**INSTRUCTIONS TO FOLLOW**
Your answer must be an exact copy of the lines from the one containing "forearm, written as integer pixel values." through the last line of the records below, with no pictures; please include nothing else.

MATERIAL SHOWN START

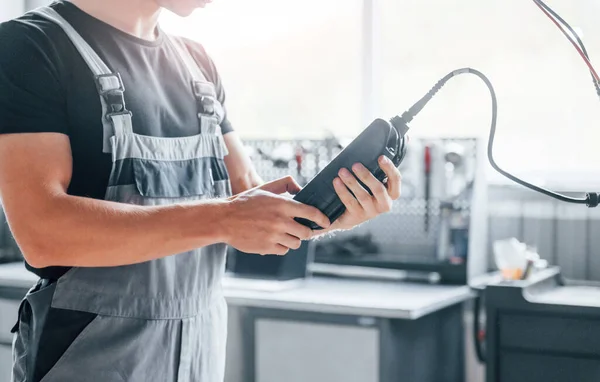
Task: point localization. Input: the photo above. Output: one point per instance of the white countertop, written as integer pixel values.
(392, 299)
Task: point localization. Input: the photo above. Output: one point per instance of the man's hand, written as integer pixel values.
(261, 220)
(362, 206)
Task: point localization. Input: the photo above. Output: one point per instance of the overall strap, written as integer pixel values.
(116, 119)
(204, 92)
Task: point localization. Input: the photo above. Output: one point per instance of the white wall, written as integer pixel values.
(11, 8)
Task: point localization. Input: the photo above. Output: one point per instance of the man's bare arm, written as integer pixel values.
(242, 173)
(53, 228)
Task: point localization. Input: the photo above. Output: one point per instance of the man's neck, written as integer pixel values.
(136, 17)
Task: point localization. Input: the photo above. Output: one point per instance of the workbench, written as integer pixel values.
(322, 329)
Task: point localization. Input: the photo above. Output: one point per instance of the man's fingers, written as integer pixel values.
(290, 241)
(349, 201)
(279, 250)
(298, 230)
(394, 177)
(311, 213)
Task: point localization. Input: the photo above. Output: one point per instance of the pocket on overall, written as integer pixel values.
(117, 349)
(178, 179)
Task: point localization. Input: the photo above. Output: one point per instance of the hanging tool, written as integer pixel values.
(427, 167)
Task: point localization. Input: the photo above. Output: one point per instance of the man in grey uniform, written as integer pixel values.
(123, 181)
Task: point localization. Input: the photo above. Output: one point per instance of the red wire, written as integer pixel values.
(589, 64)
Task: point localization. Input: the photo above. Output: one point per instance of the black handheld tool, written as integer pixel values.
(381, 137)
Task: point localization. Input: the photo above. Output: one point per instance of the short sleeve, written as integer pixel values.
(31, 97)
(210, 71)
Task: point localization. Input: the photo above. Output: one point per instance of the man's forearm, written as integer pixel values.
(75, 231)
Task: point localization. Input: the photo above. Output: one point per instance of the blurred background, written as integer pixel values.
(428, 292)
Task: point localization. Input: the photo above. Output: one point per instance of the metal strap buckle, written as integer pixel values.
(111, 89)
(106, 83)
(205, 102)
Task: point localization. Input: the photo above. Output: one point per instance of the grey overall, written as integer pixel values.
(163, 320)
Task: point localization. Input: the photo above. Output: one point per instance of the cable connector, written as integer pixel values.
(592, 199)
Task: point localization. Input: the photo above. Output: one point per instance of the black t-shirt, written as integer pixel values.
(46, 86)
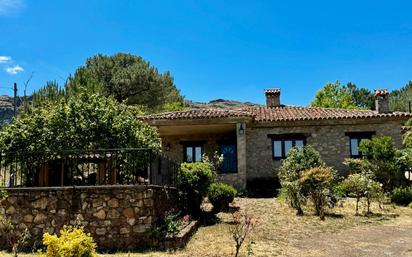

MATERIAL SHOWN END

**WRITTEN RESPONSE**
Task: point localization. Input: the photo above. Output: one point per instance of the man's forearm, written as integer pixel values.
(75, 231)
Task: point localization. Input: the photo above. Output: one point per instance of the blurred background, written as integer pixel values.
(428, 292)
Task: point localization. Input: the photo above. Output: one point per instance of the metal strap buckle, written as integer pixel values.
(111, 89)
(106, 83)
(205, 102)
Task: point localization. Input: the photo above. Output: one point per instance of the grey overall, written as integer pixel values.
(163, 320)
Task: point localization. Input: the photo above. Output: one point per instance of the cable connector, written as integer pixel values.
(592, 199)
Task: point localization. Input: the photo above. Output: one point per instance of the black t-shirt, written as integer pixel values.
(46, 86)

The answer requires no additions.